Keeping an eye on Communist, Totalitarian China, and its influence both globally, and we as Canadians. I have come to the opinion that we are rarely privy to truth regarding the real goal, the agenda of Red China, and it's implications for Canada [and North America as a whole]. No more can we rely on our media as more and more information on China is actively being swept under the carpet - not for consumption.
Thursday, May 9, 2019
Huawei CFO Meng Wanzhou gets approval to move to bigger, $13 million mansion
Huawei CFO Meng Wanzhougets approval to move to bigger, $13 million mansion
Her current $5 million, six-bedroom home is too exposed to the public, where people sometimes approach the house
May 9 2019
Huawei’s chief financial officer may still be under house arrest in Canada but she’s on the move — to her newly renovated $13 million mansion.

(Stored data entries)

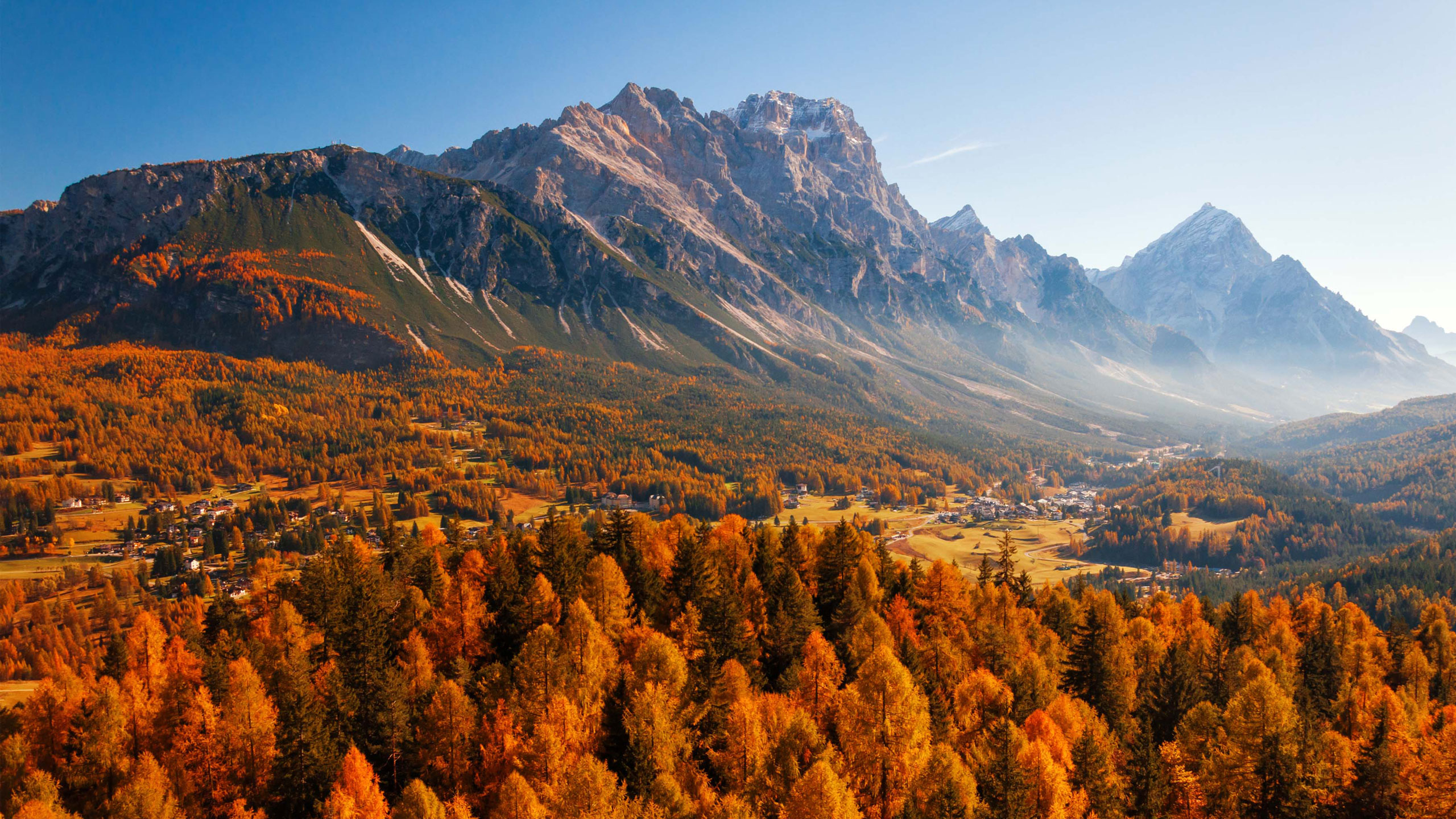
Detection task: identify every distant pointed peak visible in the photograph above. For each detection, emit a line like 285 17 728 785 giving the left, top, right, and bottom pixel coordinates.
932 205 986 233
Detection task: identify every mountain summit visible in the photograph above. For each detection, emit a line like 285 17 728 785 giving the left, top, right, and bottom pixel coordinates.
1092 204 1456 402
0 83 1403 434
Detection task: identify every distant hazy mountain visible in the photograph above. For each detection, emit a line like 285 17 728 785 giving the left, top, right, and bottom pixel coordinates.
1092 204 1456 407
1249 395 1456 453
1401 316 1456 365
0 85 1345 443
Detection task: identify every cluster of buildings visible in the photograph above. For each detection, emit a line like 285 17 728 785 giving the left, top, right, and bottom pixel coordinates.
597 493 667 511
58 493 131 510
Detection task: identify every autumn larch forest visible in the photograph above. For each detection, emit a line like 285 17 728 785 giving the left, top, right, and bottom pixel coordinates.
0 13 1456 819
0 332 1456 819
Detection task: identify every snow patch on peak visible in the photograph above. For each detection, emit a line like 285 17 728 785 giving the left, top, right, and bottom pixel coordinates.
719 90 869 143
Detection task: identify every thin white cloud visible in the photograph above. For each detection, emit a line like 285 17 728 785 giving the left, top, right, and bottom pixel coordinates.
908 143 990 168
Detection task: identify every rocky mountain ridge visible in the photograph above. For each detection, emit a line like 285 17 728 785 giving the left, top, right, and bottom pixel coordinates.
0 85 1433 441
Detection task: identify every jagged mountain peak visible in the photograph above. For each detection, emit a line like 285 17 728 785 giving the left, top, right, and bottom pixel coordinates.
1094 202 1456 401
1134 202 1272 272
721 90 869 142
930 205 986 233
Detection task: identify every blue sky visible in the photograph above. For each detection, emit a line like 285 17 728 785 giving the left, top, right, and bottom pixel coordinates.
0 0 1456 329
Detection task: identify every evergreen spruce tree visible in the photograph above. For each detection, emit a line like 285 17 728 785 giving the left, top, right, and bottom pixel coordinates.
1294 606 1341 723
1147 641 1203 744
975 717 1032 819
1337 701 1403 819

| Problem set |
- 1) Could you condense the paragraph beginning "Keeping an eye on Communist" in the Meng Wanzhou mansion page into a short bulleted list of its main points?
- 2) Can you continue the Meng Wanzhou mansion article, starting after its final sentence?

| Solved tasks |
- 1)
- The writer watches Communist, totalitarian China and its influence around the world and on Canadians.
- The writer believes Canadians rarely learn the truth about Red China's real goal and agenda, or what it means for Canada and North America.
- The media can no longer be relied on, because more and more information about China is being swept under the carpet.

- 2)
The Supreme Court of British Columbia approved Meng Wanzhou’s petition Wednesday to modify her bail terms, which included a request to move from her $5 million, six-bedroom residence near a park, to an estate more than triple the size in one of Vancouver’s toniest neighbourhoods. She’ll be just two doors down from the U.S. consul general’s residence, where the star-spangled banner flaps on the front lawn.
“The existing home is a corner lot, exposed on three sides, there isn’t clarity between public and private portions,” one of Meng’s defence lawyers, David Martin, told the court. “Currently, large numbers of people go there, sometimes approach the house.”
Such nuisances would be minimized with the move. The new home in the Shaughnessy neighbourhood is larger and enclosed, allowing her paid bail monitors “to carry out their duties more effectively and fully within the gated property,” Martin said. Meng plans to relocate on Saturday, according to an affidavit filed by her bail monitor.
Meng’s bail conditions, which allow her to freely roam a 62-square kilometre patch of Vancouver as long as she’s accompanied by her monitors, contrasts starkly with that of two Canadians detained by China on national security grounds shortly after her arrest.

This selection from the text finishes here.